**About this task:**
Return the data below unchanged. Drop any pictures.

**Recorded information:**
■ ■ ■

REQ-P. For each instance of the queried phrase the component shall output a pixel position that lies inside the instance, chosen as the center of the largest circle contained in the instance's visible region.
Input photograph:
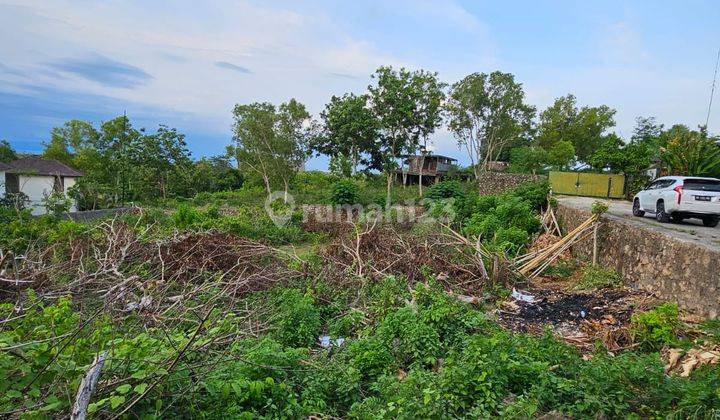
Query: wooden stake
(595, 244)
(87, 386)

■ ■ ■

**Written answer:**
REQ-P. For each instance of the queried phrase the component shall output a pixel position that lies inside the instance, chosen as the center of the largest circle contained in the instance's visible region.
Input photograph:
Query: wooden stake
(595, 244)
(87, 386)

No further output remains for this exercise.